== Segment start ==
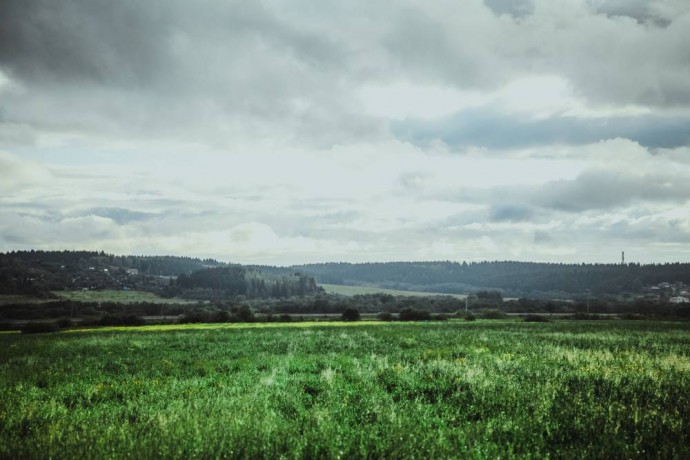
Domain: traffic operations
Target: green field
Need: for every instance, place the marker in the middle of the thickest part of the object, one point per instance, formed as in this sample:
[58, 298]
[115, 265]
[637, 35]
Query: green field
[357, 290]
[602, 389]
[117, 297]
== Segment end ==
== Segment start ==
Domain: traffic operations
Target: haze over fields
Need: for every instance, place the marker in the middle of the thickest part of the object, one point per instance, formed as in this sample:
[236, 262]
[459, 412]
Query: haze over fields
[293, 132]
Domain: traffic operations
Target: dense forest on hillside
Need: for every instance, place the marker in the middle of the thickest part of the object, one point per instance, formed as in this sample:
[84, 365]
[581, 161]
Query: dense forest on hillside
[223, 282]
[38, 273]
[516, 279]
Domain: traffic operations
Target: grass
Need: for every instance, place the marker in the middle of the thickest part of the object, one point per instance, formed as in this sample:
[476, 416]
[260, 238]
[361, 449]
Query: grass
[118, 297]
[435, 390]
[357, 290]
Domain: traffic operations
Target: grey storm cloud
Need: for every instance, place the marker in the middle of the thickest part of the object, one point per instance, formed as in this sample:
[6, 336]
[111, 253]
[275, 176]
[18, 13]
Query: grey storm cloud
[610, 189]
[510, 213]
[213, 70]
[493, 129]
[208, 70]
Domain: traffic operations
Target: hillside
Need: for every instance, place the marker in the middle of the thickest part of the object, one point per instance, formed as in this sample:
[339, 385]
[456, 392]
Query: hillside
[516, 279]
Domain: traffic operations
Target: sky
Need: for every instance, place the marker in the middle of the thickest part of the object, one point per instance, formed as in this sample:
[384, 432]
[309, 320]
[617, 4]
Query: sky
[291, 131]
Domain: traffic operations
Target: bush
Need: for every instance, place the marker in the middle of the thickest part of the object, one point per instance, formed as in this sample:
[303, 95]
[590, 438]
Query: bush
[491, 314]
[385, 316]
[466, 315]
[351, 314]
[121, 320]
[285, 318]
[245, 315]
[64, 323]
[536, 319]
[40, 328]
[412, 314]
== Segment end ==
== Segment start ==
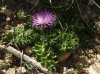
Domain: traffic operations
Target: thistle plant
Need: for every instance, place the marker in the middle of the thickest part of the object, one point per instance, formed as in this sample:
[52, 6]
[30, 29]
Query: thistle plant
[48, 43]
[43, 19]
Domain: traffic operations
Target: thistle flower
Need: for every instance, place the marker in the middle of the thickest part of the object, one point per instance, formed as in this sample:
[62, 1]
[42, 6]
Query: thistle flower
== Segment end ==
Repeat exactly the lines of the listing above, from the one with "Target: dense forest on hillside" down to the one with "Target: grass"; both of those lines belong in the range.

Target: dense forest on hillside
Need: for every instance, place the marker in the middle of the thickest part of the object, one point per instance, formed as in this sample:
[84, 365]
[581, 161]
Query: dense forest on hillside
[223, 282]
[38, 273]
[516, 279]
Domain: traffic operations
Target: grass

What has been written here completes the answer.